Requirement 1 —
Find every line in the records below that contains the word "wall", and copy each of those lines in full.

Extracted text —
┄┄┄┄┄┄┄┄┄┄┄┄┄┄┄┄┄┄┄┄

Revolution swept Europe in 1848, with national boundaries being re-drawn from Germany to Italy. The last massed meeting of the Chartist Movement, which took place in London was attended by two young artists, William Holman Hunt and John Everett Millais, who were students at the Royal Academy. Hunt said: “Like most young men, I was stirred by the spirit of freedom of the passing revolutionary time.” The young men’s shared spirit of intense rebellion instigated a revolt against the standards of teaching at the Royal Academy and its domination of artistic taste and opinion.

Millais was already an accomplished painter at 19; Hunt found academic methods increasingly uncongenial; Dante Gabriel Rossetti was still struggling to master basic techniques and torn between poetry and painting. Rossetti’s brother William Michael became secretary to the group. James Collinson, a shy and deeply religious friend of Rossetti, Thomas Woolner, sculptor and poet, and Frederic George Stephens, soon to give up painting to write on art, also joined. Ford Madox Brown was already attempting a clear-cut realistic style with daylight effects: Rossetti asked to be his pupil.

┄┄┄┄┄┄┄┄┄┄┄┄┄┄┄┄┄┄┄┄

Task inputs —
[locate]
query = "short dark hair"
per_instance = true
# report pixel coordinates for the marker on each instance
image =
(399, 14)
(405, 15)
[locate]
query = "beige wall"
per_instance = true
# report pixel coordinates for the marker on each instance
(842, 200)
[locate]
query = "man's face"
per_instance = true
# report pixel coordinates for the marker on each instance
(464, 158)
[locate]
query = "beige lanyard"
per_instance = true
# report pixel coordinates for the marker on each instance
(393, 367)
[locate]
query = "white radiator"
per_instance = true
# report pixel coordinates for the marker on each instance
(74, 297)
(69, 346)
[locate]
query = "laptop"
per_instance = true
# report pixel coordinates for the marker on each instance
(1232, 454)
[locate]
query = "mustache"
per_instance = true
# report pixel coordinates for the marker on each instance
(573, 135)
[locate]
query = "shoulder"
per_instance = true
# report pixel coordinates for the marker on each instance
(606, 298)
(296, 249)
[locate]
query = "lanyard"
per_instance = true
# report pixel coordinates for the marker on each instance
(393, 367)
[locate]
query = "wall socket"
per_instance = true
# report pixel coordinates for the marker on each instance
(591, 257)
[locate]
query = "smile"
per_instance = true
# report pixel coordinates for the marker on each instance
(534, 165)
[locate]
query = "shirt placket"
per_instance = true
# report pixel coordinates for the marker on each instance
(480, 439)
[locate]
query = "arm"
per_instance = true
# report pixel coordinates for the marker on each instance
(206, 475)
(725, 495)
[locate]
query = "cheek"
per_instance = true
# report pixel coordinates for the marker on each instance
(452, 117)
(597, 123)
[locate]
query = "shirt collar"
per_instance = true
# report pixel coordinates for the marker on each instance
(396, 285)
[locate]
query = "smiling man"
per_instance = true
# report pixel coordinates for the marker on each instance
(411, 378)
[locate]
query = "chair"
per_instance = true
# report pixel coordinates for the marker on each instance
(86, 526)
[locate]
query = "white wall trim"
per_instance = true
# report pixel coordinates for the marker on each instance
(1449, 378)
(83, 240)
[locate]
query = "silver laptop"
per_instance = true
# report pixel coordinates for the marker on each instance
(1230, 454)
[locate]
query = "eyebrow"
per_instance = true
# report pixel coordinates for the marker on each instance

┄┄┄┄┄┄┄┄┄┄┄┄┄┄┄┄┄┄┄┄

Requirement 2 —
Continue the passage above about the young artists' revolt against the Royal Academy, picking up after its last sentence.

Exercise answer 1 —
query = "beige wall"
query = "wall socket"
query = "white wall trim"

Exercise answer 2 —
The Brotherhood’s battle was “to do battle against the frivolous art of the day” (Hunt). They disliked two kinds: genre painting (enormously popular, but usually trivial pictures of everyday scenes, often sentimental and dark and gloomy in colour), and history painting (subjects from classical history and mythology, modern history, literature and poetry). History painting was perfected by Raphael (1483-1520) and his great Italian contemporaries Michelangelo and Leonardo, and was considered the noblest form of art. All the art academies of Europe, including the Royal Academy schools in London, taught history painting, but by the 19th century students were merely imitating the art of the past. The Pre-Raphaelites turned for the qualities they sought to earlier Italian art “pre-Raphael”.

The Brotherhood’s aims were summarised by William Michael Rossetti:

* to have genuine ideas to express;

* to study nature attentively, so as to know how to express them;

* to sympathise with what is direct and serious and heartfelt in previous art, to the exclusion of what is conventional and self-parading and learned by rote; and * most indispensable of all, to produce thoroughly good pictures and statues.

Ruskin’s book Modern Painters, which criticised most European painting since the Renaissance for its lack of truth to nature, was an important influence. He advised artists to reject convention and to turn to nature instead, to combat the “clear and tasteless poison of Raphael”.

By 1852, the Pre-Raphaelites had produced many of their masterpieces, despite hostility from critics and the public, earning the support of Ruskin, who defended them in a now famous letter to The Times in May 1851. But by 1853 the Brotherhood had disintegrated. After 1856, Rossetti and two younger men, Edward Burne-Jones and William Morris, reinvented Pre-Raphaelitism. The movement left no direct followers and all the original members, except Holman Hunt, changed their styles. Their most original contribution, most notably in the work of Ford Madox Brown, was in the convincing depiction of open air light on landscapes and figures.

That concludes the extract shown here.